── Dataset content ──

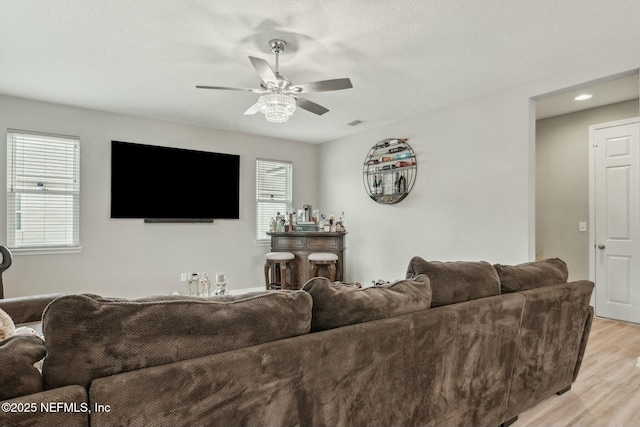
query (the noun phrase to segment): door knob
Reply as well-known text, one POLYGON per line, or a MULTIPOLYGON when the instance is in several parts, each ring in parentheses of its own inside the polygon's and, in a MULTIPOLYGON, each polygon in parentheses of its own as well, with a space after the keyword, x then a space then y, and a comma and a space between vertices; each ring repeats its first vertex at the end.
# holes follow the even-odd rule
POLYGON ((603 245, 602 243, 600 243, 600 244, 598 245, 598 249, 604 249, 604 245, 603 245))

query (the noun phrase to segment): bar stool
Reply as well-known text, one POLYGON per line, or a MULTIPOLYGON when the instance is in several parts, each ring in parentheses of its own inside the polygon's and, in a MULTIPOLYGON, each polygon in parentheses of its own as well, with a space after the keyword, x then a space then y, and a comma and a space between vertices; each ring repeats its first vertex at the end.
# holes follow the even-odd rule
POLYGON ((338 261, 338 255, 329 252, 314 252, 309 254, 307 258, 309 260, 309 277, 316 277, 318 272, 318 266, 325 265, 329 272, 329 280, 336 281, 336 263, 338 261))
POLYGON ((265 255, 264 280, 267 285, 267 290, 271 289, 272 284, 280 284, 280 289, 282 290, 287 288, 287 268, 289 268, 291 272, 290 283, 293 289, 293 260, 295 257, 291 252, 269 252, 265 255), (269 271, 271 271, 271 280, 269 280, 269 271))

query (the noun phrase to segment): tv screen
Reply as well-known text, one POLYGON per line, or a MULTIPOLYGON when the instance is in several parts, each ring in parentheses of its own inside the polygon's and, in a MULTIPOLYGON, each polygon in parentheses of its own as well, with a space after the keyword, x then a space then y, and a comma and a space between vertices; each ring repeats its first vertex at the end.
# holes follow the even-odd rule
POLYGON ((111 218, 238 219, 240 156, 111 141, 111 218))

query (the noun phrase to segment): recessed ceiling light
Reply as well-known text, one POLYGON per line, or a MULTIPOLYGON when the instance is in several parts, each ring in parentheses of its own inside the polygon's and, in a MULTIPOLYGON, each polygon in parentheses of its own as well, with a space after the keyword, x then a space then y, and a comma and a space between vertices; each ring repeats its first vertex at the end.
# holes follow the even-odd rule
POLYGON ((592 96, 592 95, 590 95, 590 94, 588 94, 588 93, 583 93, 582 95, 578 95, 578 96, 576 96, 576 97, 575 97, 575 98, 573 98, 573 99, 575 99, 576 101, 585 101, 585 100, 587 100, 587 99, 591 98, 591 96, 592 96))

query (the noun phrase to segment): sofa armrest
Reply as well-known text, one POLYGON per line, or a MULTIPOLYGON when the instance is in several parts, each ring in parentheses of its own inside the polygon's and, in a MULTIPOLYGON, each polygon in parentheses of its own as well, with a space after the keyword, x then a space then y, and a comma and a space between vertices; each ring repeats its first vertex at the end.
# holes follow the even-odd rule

───

What to do:
Going through the entries, return every line holding the word "phrase".

Solved problem:
query (the noun phrase to segment): door knob
query (the noun phrase to segment): bar stool
query (the noun phrase to segment): tv screen
query (the noun phrase to segment): recessed ceiling light
query (the noun phrase to segment): sofa armrest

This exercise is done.